* _Task item 1_
List the step-up treatment options that the asthma study abstract names for children with uncontrolled asthma on low-dose inhaled corticosteroids.
* _Task item 2_
Output the part of the asthma study abstract that opens with the words containing "Methods: This matched" and closes with "salbutamol ≤200 μg/day).".

Background: In children with uncontrolled asthma prescribed low-dose inhaled corticosteroids (ICSs), various step-up options are available: fixed-dose combination ICS/long-acting β2-agonist (FDC), increasing ICS dose, or adding leukotriene receptor antagonist (LTRA). However, evidence of their relative effectiveness is limited.
Objective: To compare the effectiveness of step-up treatment to FDC in children with asthma versus increased ICS dose, or LTRA.
Methods: This matched cohort study used UK primary-care databases to study children prescribed their first step-up treatment to FDC, increased ICS dose, or LTRA. A year of baseline data was used for matching and identifying confounders. Outcomes over the following year were examined. The primary outcome was severe exacerbation rate; secondary outcomes included overall asthma control, derived from databases (no asthma-related admissions/hospital attendances/oral corticosteroids or antibiotics prescribed with a respiratory review, and average prescribed salbutamol ≤200 μg/day).

* _Supplied entries_
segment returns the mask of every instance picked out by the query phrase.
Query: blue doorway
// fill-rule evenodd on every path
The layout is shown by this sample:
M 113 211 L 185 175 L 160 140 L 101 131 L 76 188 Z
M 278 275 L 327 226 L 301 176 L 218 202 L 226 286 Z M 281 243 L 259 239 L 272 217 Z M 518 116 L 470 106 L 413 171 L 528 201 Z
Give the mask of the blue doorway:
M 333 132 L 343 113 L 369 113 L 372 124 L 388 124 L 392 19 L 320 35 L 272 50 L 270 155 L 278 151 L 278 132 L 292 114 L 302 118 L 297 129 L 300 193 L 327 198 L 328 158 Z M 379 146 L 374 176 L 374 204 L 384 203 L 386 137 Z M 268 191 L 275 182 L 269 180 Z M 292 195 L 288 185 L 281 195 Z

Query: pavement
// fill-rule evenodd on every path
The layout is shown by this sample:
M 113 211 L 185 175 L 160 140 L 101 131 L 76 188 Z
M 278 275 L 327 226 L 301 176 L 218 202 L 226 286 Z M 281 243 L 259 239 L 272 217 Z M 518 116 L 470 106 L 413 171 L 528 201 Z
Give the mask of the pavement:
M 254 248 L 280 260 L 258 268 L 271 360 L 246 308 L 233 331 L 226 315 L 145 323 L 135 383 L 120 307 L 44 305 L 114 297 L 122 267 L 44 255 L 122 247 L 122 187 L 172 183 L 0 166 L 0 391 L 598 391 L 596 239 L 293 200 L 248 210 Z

* _Answer space 1_
- Fixed-dose combination ICS/long-acting β2-agonist (FDC)
- Increasing the ICS dose
- Adding a leukotriene receptor antagonist (LTRA)

* _Answer space 2_
Methods: This matched cohort study used UK primary-care databases to study children prescribed their first step-up treatment to FDC, increased ICS dose, or LTRA. A year of baseline data was used for matching and identifying confounders. Outcomes over the following year were examined. The primary outcome was severe exacerbation rate; secondary outcomes included overall asthma control, derived from databases (no asthma-related admissions/hospital attendances/oral corticosteroids or antibiotics prescribed with a respiratory review, and average prescribed salbutamol ≤200 μg/day).